■ **Exercise materials**:
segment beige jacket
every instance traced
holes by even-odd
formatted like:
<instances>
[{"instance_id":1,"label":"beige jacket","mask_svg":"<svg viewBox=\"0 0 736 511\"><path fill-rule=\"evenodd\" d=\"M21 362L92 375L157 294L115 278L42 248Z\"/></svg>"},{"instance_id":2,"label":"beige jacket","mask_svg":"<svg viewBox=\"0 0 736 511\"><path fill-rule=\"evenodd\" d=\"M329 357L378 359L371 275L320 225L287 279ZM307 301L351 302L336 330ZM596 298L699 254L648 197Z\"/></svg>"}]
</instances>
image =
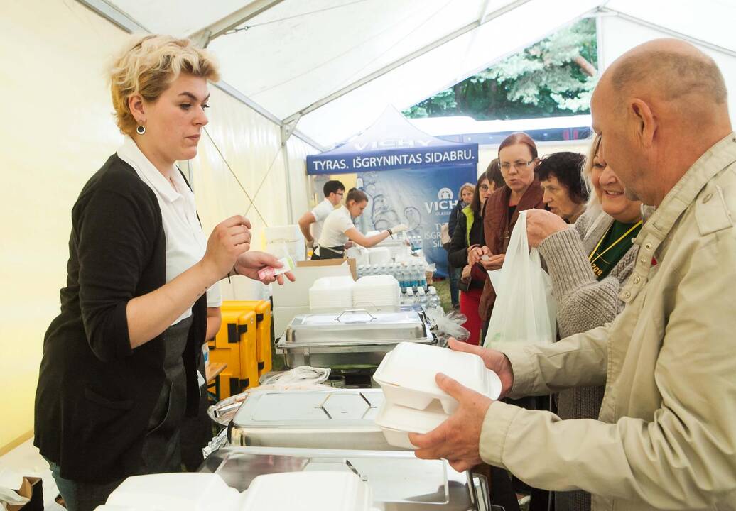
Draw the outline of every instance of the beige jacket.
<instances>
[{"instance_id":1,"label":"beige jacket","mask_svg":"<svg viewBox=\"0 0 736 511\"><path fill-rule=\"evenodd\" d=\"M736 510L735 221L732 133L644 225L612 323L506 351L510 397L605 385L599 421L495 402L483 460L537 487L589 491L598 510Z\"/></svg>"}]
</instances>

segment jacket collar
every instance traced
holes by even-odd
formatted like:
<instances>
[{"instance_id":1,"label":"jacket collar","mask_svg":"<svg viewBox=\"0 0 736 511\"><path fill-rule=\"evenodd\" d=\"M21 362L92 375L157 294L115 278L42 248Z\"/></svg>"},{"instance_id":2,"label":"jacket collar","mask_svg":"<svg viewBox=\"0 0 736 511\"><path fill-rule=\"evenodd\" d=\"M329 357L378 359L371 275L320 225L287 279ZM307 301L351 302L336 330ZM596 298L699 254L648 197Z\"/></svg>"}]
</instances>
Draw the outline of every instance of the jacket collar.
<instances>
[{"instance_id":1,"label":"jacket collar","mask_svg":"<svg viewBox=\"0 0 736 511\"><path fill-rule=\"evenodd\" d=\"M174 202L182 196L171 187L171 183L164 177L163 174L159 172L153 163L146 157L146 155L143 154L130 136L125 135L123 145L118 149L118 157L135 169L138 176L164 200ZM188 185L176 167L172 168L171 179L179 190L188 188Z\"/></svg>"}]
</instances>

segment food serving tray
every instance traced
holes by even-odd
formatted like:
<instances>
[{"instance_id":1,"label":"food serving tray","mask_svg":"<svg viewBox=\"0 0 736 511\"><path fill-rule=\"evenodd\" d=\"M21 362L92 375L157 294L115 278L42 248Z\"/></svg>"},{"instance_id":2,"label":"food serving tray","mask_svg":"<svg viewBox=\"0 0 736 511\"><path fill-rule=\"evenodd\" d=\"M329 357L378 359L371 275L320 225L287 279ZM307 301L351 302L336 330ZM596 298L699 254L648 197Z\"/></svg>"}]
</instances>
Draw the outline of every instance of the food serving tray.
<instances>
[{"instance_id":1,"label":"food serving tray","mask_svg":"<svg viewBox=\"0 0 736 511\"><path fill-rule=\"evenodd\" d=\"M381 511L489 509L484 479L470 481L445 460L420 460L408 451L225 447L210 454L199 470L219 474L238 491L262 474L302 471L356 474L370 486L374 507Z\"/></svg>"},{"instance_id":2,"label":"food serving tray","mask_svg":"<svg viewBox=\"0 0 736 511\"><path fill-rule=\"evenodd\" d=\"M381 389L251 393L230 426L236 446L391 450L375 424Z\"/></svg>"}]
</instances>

■ **Task to complete**: Please copy every line from the rows above that contains the string "beige". Case counts.

■ **Reply**:
segment beige jacket
[{"instance_id":1,"label":"beige jacket","mask_svg":"<svg viewBox=\"0 0 736 511\"><path fill-rule=\"evenodd\" d=\"M21 362L92 375L157 294L115 278L42 248Z\"/></svg>"},{"instance_id":2,"label":"beige jacket","mask_svg":"<svg viewBox=\"0 0 736 511\"><path fill-rule=\"evenodd\" d=\"M329 357L378 359L371 275L320 225L287 279ZM307 301L351 302L336 330ZM596 298L699 254L648 197Z\"/></svg>"}]
Draw the outline of every instance of the beige jacket.
[{"instance_id":1,"label":"beige jacket","mask_svg":"<svg viewBox=\"0 0 736 511\"><path fill-rule=\"evenodd\" d=\"M736 510L735 221L732 133L644 225L612 323L506 351L510 397L605 385L599 421L495 402L483 460L537 487L589 491L598 510Z\"/></svg>"}]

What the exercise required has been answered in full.